- Data entries -

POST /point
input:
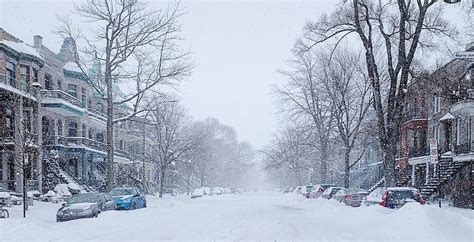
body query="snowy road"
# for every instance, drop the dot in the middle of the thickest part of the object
(247, 216)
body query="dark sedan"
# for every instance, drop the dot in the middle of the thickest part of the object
(86, 205)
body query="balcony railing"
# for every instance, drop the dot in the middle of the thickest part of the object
(61, 95)
(94, 144)
(410, 115)
(463, 148)
(97, 114)
(417, 152)
(18, 84)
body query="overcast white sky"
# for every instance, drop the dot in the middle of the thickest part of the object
(237, 47)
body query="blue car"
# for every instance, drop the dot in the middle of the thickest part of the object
(128, 198)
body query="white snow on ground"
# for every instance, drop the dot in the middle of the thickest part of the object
(247, 216)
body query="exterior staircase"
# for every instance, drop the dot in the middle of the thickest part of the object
(447, 169)
(70, 179)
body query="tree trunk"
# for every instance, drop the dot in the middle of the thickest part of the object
(347, 169)
(324, 165)
(110, 130)
(162, 185)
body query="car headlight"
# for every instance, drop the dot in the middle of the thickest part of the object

- EXERCISE -
Repeat everything in the records precisely. Images are excluded from the copy.

- FULL SOLUTION -
POST /point
input:
body query="snowy road"
# for every instance, drop the dot in the middle of the thickest part of the object
(247, 216)
body query="dark sedan"
# for every instance, drop the dot in the middle of the thickest part of the object
(86, 205)
body query="balcony railing"
# for every instance, drop the dot in the middle of the thickest part of the object
(61, 95)
(94, 144)
(410, 115)
(463, 148)
(97, 114)
(417, 152)
(18, 84)
body query="overcast white sky"
# for every instance, drop the dot in the middle of the thickest part of the object
(237, 47)
body query="blue car"
# for every instance, drop the dot in the middle of the thickest part of the object
(128, 198)
body query="white snow on ground"
# for every instance, drop the dot in the middle of the thickest part of the object
(247, 216)
body query="exterior staircase"
# for every instance, drop the dot in the middle of the thickest part of the object
(447, 169)
(70, 179)
body query="tree trunk"
# for every instance, drop the dot in the middle of the thickest part of the object
(347, 169)
(324, 165)
(110, 130)
(162, 185)
body query="car headlight"
# for every instance, drop the dot in the middle of the thickest part of the object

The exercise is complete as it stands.